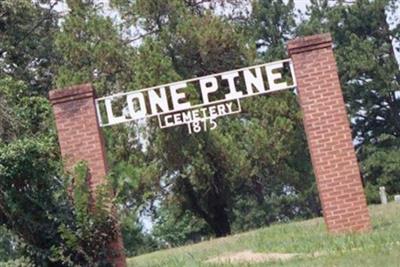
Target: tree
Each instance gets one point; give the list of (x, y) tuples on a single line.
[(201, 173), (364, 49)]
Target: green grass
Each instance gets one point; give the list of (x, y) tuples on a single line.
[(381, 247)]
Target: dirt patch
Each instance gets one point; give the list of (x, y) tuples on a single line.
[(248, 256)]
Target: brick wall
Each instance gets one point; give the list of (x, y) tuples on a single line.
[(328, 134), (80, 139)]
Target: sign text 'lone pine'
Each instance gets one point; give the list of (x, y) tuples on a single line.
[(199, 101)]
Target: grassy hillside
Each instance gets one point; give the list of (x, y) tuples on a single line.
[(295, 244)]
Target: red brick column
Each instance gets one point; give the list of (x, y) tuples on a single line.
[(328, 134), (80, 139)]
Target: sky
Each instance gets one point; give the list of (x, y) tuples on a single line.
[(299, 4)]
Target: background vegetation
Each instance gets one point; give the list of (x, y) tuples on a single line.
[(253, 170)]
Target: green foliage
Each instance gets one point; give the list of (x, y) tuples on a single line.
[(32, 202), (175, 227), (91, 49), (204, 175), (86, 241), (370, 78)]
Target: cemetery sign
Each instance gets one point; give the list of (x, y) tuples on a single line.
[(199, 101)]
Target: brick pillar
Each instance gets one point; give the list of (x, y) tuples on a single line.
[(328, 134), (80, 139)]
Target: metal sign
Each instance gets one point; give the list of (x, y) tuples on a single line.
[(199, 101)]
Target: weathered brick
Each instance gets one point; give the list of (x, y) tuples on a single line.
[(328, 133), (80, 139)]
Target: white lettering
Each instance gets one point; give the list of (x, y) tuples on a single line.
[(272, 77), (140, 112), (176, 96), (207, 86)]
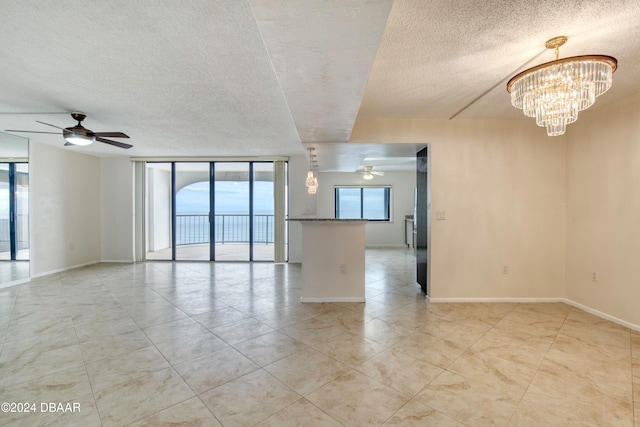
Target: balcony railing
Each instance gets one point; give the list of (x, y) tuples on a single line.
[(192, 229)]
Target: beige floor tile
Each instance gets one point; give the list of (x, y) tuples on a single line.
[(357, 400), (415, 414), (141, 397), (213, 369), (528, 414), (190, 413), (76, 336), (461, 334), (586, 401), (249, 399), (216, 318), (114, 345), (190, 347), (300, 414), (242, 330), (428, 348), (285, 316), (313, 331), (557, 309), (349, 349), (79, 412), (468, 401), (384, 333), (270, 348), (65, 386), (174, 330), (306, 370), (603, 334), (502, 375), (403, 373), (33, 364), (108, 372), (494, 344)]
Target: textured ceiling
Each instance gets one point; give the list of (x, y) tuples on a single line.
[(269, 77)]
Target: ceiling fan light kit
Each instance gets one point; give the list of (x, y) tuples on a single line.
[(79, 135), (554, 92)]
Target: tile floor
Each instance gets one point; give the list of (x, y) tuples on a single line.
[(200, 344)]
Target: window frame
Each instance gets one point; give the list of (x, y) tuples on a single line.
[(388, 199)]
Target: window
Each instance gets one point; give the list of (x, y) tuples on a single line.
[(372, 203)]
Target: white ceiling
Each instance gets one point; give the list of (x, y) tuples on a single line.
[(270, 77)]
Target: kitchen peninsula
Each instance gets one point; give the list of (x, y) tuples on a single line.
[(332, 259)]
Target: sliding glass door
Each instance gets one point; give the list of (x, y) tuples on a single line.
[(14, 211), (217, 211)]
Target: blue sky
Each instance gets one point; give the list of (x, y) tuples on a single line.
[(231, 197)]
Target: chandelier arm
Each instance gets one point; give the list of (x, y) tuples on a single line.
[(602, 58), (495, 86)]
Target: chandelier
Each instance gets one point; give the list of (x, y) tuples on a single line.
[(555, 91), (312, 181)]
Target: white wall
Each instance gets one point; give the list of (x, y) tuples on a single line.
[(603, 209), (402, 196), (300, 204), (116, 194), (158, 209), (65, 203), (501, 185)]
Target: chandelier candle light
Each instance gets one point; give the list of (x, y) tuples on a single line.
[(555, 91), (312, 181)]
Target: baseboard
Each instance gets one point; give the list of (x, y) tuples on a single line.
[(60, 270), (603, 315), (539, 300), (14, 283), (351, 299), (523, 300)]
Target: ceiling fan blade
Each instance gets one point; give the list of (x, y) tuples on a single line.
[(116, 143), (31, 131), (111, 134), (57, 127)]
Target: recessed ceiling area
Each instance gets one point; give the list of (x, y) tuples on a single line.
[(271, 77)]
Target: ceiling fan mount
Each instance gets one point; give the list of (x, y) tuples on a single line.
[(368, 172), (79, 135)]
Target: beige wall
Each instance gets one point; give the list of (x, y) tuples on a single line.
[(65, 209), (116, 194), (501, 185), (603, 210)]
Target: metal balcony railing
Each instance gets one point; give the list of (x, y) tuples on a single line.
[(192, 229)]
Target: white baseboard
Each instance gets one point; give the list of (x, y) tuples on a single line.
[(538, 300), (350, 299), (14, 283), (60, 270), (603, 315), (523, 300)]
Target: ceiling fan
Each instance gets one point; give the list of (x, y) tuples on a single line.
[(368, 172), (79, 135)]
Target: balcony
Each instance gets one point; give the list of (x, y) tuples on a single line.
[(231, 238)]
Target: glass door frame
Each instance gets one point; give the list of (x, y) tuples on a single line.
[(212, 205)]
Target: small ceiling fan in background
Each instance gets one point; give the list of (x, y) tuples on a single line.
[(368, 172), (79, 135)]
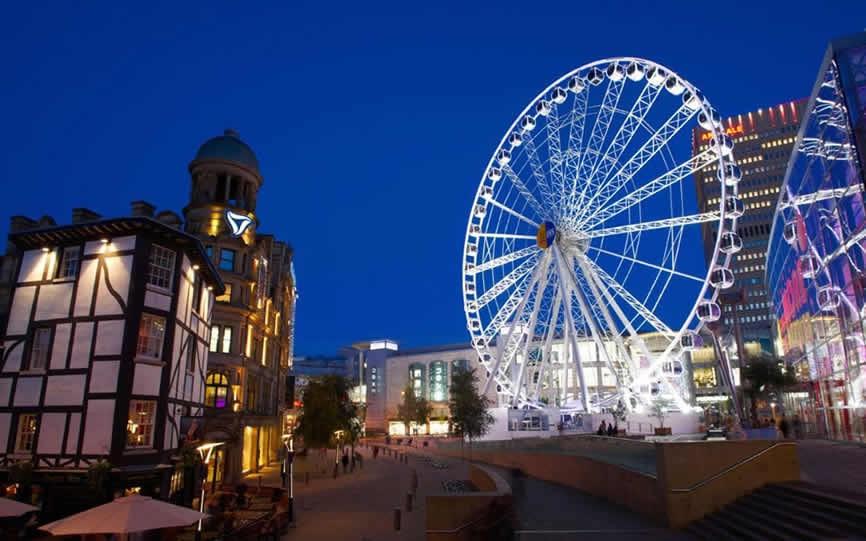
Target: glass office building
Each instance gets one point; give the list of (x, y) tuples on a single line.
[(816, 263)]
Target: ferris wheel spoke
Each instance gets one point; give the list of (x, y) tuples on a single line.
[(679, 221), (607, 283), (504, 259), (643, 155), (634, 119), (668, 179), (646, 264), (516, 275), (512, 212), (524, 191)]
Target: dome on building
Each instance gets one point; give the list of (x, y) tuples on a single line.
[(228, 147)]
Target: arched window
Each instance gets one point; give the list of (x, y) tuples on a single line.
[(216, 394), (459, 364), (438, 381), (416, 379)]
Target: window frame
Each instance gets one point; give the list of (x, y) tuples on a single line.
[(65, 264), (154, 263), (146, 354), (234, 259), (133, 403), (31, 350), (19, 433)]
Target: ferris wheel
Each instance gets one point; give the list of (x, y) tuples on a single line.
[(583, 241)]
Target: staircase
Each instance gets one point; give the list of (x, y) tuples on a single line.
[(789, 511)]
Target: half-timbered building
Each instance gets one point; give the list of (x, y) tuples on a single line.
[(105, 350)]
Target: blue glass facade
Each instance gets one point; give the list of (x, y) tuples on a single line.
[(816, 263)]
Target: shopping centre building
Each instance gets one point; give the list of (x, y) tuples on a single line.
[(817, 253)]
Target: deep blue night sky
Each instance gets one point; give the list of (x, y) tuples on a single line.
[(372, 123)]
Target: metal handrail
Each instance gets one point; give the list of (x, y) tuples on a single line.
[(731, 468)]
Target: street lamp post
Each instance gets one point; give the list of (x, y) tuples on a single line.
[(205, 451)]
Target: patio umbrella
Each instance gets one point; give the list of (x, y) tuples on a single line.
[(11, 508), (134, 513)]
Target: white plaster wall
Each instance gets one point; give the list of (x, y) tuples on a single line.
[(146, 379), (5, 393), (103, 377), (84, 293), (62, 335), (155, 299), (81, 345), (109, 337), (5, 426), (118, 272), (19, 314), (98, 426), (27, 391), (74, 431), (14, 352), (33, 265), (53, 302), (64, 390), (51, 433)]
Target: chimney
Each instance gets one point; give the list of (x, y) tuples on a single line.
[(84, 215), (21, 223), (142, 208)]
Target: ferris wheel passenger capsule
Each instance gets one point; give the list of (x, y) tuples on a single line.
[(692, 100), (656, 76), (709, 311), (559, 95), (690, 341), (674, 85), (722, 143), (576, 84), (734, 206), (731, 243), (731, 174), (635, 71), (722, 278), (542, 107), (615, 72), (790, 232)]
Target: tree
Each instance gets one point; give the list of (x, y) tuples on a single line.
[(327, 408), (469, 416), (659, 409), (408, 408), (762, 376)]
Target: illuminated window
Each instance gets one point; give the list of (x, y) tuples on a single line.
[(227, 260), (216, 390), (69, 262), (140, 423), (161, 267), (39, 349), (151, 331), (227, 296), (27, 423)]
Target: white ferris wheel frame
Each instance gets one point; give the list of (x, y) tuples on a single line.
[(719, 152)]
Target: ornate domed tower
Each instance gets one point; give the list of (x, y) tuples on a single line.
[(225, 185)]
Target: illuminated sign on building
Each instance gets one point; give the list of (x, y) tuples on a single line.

**Exercise requirements:** Recast the lines of the records, starting with the line that contains "Target: metal balcony railing" and going on through the line that contains "315), (523, 300)]", as a Markdown table with the columns Row and Line. Number each line in order, and leave out any blank lines.

**Task answer:**
| Row | Line |
|---|---|
| 1 | Target: metal balcony railing |
| 2 | Each instance gets one point; give the list of (x, y) tuples on a single line. |
| 3 | [(192, 229)] |
| 4 | Target: white baseboard |
| 5 | Each instance gets one point; give the list of (x, y) tuples on a single line. |
| 6 | [(538, 300), (350, 299), (14, 283), (60, 270), (603, 315), (523, 300)] |